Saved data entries
==*==

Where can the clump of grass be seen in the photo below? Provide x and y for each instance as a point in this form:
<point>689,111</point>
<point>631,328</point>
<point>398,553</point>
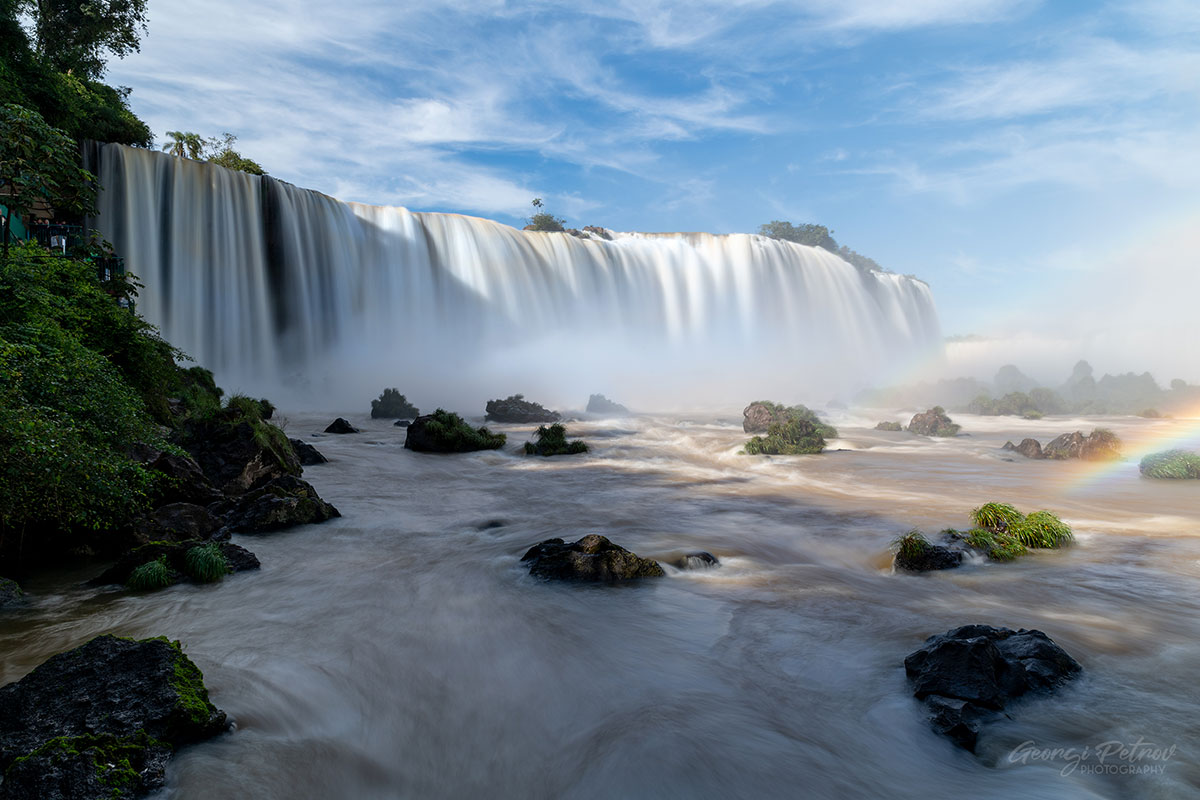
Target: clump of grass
<point>552,441</point>
<point>1042,529</point>
<point>150,576</point>
<point>1174,464</point>
<point>911,546</point>
<point>996,516</point>
<point>207,563</point>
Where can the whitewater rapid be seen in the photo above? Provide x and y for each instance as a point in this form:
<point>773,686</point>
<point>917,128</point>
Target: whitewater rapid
<point>265,282</point>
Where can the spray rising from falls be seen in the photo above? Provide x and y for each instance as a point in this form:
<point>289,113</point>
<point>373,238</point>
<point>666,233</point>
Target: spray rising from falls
<point>270,284</point>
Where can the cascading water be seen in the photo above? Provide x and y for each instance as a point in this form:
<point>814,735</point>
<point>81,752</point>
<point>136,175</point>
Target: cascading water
<point>265,282</point>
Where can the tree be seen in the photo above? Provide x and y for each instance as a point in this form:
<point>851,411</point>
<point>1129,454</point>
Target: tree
<point>76,35</point>
<point>40,163</point>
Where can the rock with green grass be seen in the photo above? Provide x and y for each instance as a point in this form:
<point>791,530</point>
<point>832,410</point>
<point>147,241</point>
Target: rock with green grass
<point>1171,464</point>
<point>102,720</point>
<point>552,441</point>
<point>445,432</point>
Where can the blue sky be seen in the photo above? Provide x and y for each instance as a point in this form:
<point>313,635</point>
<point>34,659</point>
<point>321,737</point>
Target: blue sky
<point>1003,150</point>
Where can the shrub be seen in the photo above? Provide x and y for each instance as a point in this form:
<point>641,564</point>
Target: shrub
<point>552,441</point>
<point>207,563</point>
<point>1177,464</point>
<point>150,576</point>
<point>394,405</point>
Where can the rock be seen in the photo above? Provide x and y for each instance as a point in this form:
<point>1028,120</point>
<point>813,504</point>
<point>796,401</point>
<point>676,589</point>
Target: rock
<point>306,453</point>
<point>1098,445</point>
<point>517,409</point>
<point>341,426</point>
<point>101,721</point>
<point>175,553</point>
<point>933,422</point>
<point>175,523</point>
<point>592,558</point>
<point>969,674</point>
<point>1029,447</point>
<point>601,404</point>
<point>445,432</point>
<point>238,456</point>
<point>699,560</point>
<point>283,503</point>
<point>393,405</point>
<point>10,594</point>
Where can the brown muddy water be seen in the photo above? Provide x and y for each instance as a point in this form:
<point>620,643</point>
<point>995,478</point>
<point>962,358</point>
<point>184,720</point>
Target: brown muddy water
<point>402,651</point>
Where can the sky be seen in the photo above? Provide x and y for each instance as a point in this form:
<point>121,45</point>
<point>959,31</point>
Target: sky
<point>1019,156</point>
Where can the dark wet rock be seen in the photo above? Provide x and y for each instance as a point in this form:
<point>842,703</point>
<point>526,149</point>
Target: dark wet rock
<point>1029,447</point>
<point>516,408</point>
<point>969,674</point>
<point>175,554</point>
<point>101,721</point>
<point>601,404</point>
<point>697,560</point>
<point>592,558</point>
<point>10,594</point>
<point>184,480</point>
<point>283,503</point>
<point>306,453</point>
<point>1098,445</point>
<point>929,558</point>
<point>241,455</point>
<point>933,422</point>
<point>175,523</point>
<point>445,432</point>
<point>341,425</point>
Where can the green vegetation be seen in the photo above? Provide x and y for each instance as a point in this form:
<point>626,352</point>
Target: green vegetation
<point>1177,464</point>
<point>552,441</point>
<point>544,220</point>
<point>150,576</point>
<point>207,563</point>
<point>797,435</point>
<point>393,405</point>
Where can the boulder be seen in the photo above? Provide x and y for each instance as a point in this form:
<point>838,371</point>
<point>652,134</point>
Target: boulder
<point>10,594</point>
<point>175,554</point>
<point>1029,447</point>
<point>283,503</point>
<point>175,522</point>
<point>341,425</point>
<point>933,422</point>
<point>516,408</point>
<point>1098,445</point>
<point>102,720</point>
<point>306,453</point>
<point>592,558</point>
<point>601,404</point>
<point>969,674</point>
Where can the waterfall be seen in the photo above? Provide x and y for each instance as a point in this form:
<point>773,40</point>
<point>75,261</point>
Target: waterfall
<point>274,286</point>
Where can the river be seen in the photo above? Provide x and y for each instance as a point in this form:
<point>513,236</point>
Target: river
<point>402,650</point>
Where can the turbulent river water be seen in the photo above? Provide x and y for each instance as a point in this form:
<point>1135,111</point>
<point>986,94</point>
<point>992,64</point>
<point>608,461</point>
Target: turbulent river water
<point>403,651</point>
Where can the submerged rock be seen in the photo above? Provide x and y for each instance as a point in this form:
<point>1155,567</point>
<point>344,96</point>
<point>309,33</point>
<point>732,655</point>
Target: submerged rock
<point>283,503</point>
<point>517,409</point>
<point>592,558</point>
<point>341,425</point>
<point>601,404</point>
<point>1029,447</point>
<point>969,674</point>
<point>934,422</point>
<point>102,720</point>
<point>306,452</point>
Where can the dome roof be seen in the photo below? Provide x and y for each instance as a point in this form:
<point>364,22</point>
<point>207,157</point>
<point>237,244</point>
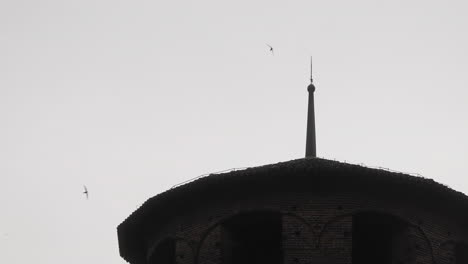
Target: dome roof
<point>300,175</point>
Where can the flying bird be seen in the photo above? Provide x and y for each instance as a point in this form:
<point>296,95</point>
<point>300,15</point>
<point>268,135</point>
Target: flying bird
<point>271,49</point>
<point>86,191</point>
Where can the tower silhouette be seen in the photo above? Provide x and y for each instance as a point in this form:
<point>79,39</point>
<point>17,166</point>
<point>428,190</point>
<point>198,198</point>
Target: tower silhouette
<point>308,210</point>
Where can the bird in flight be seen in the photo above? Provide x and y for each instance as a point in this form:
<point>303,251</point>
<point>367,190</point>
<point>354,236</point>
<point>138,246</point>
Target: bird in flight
<point>86,191</point>
<point>271,49</point>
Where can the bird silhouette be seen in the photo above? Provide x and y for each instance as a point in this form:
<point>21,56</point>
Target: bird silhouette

==*==

> [ABOUT THIS EXERCISE]:
Using the data above, print every line exactly, omitting pictures.

> [SOLUTION FOR THIS EXERCISE]:
Where can the clump of grass be seen in the photo below? Provide x and y for each instance as a point in this form:
<point>689,111</point>
<point>631,328</point>
<point>398,553</point>
Target: clump of grass
<point>552,441</point>
<point>1042,529</point>
<point>150,576</point>
<point>1174,464</point>
<point>911,546</point>
<point>996,516</point>
<point>207,563</point>
Where can the whitewater rapid be seen in the photo above? Provide x and y for each instance as a point in this form:
<point>773,686</point>
<point>917,128</point>
Target: whitewater rapid
<point>265,282</point>
Where can the spray rising from falls be seen in the photo above? Provide x and y for each instance as a point in this form:
<point>289,113</point>
<point>373,238</point>
<point>666,233</point>
Target: spray rising from falls
<point>270,284</point>
Where can the cascading water be seen in the photo above? Provide x and y for each instance as a point in this form:
<point>814,735</point>
<point>81,752</point>
<point>136,175</point>
Target: cascading water
<point>265,282</point>
Where can the tree be seen in the photo above? Provide x and y for each instance as a point in this form:
<point>851,411</point>
<point>1129,454</point>
Target: tree
<point>76,35</point>
<point>40,163</point>
Where can the rock with green grass be seen in the photo above? Provide x and y for each instance as a point in this form:
<point>791,530</point>
<point>832,410</point>
<point>147,241</point>
Target: rock with green grass
<point>1171,464</point>
<point>102,720</point>
<point>552,441</point>
<point>445,432</point>
Where can the blue sky be seen in the photo above? Provide x and y for each instance as a point in this form:
<point>313,635</point>
<point>34,659</point>
<point>321,737</point>
Target: blue sky
<point>1003,150</point>
Where can the shrub be seen in the photo above? Provide x and y for each instance as a point in this form:
<point>641,564</point>
Target: shrub
<point>552,441</point>
<point>207,563</point>
<point>1177,464</point>
<point>150,576</point>
<point>394,405</point>
Where can the rock be seen in the photo above? Provide x and y for each instance as a point in this form:
<point>1028,120</point>
<point>813,504</point>
<point>796,401</point>
<point>676,589</point>
Target: rock
<point>306,453</point>
<point>1098,445</point>
<point>517,409</point>
<point>341,426</point>
<point>101,721</point>
<point>175,553</point>
<point>933,422</point>
<point>175,523</point>
<point>592,558</point>
<point>969,674</point>
<point>1029,447</point>
<point>601,404</point>
<point>445,432</point>
<point>238,456</point>
<point>699,560</point>
<point>283,503</point>
<point>393,405</point>
<point>10,594</point>
Where can the brown muddy water be seen in the photo above? Provide x and y for each instance as a point in this form:
<point>620,643</point>
<point>995,478</point>
<point>962,358</point>
<point>184,720</point>
Target: brown muddy water
<point>402,651</point>
Where can the sky be seen in the photo above? Provide x and y for each instance as a point in this form:
<point>121,45</point>
<point>959,31</point>
Target: sky
<point>1019,156</point>
Where can the dark wet rock be seen in the photo above? Provide x and y for each instance as a point in this form:
<point>842,703</point>
<point>526,149</point>
Target: dark wet rock
<point>1029,447</point>
<point>516,408</point>
<point>969,674</point>
<point>175,554</point>
<point>101,721</point>
<point>601,404</point>
<point>697,560</point>
<point>592,558</point>
<point>10,594</point>
<point>184,480</point>
<point>283,503</point>
<point>306,453</point>
<point>1098,445</point>
<point>929,558</point>
<point>241,455</point>
<point>933,422</point>
<point>175,523</point>
<point>445,432</point>
<point>341,425</point>
Where can the green vegetation be seen in the photo above? Provide x and y for each instance as a point in this form:
<point>626,352</point>
Target: green vegetation
<point>1177,464</point>
<point>552,441</point>
<point>544,220</point>
<point>150,576</point>
<point>207,563</point>
<point>797,435</point>
<point>393,405</point>
Where can the boulder be seen in the photo above? Provide x and y for each instance as a point in this form:
<point>838,371</point>
<point>652,134</point>
Target: boulder
<point>10,594</point>
<point>175,554</point>
<point>1029,447</point>
<point>283,503</point>
<point>175,522</point>
<point>341,425</point>
<point>933,422</point>
<point>516,408</point>
<point>1098,445</point>
<point>102,720</point>
<point>306,453</point>
<point>592,558</point>
<point>601,404</point>
<point>969,674</point>
Where can the waterfall be seen in the photo above? Provide x and y for each instance as a point in this form:
<point>773,40</point>
<point>75,261</point>
Target: waterfall
<point>274,286</point>
Where can the river be seen in the photo above? Provide x and y for each instance as a point in this form:
<point>513,236</point>
Target: river
<point>402,650</point>
Where can the turbulent river water be seen in the photo above? Provide x and y for each instance as a point in this form:
<point>1135,111</point>
<point>986,94</point>
<point>992,64</point>
<point>608,461</point>
Target: turbulent river water
<point>403,651</point>
Where can the submerged rock be seen in the photo above? Provide x and y for each instance as a point in this form:
<point>1155,567</point>
<point>344,96</point>
<point>309,33</point>
<point>732,655</point>
Target: submerged rock
<point>283,503</point>
<point>517,409</point>
<point>592,558</point>
<point>341,425</point>
<point>601,404</point>
<point>1029,447</point>
<point>969,674</point>
<point>934,422</point>
<point>102,720</point>
<point>306,452</point>
Where can the dome roof be seen in the photo below? Provide x and y for each instance as a point in this form:
<point>364,22</point>
<point>207,157</point>
<point>237,244</point>
Target: dome roof
<point>300,175</point>
Where can the flying bird be seen in the photo above? Provide x and y for each instance as a point in this form:
<point>296,95</point>
<point>300,15</point>
<point>268,135</point>
Target: flying bird
<point>271,49</point>
<point>86,191</point>
Where can the tower silhouette be seen in the photo above? Provide x and y for each instance as a point in this form:
<point>79,39</point>
<point>17,166</point>
<point>428,190</point>
<point>198,198</point>
Target: tower silhouette
<point>308,210</point>
Where can the bird in flight be seen in the photo above? Provide x and y for each instance as a point in this form:
<point>303,251</point>
<point>367,190</point>
<point>354,236</point>
<point>138,246</point>
Target: bird in flight
<point>86,191</point>
<point>271,49</point>
Where can the bird silhouette be seen in the photo above? Provide x and y for each instance as a point in this form:
<point>21,56</point>
Target: bird silhouette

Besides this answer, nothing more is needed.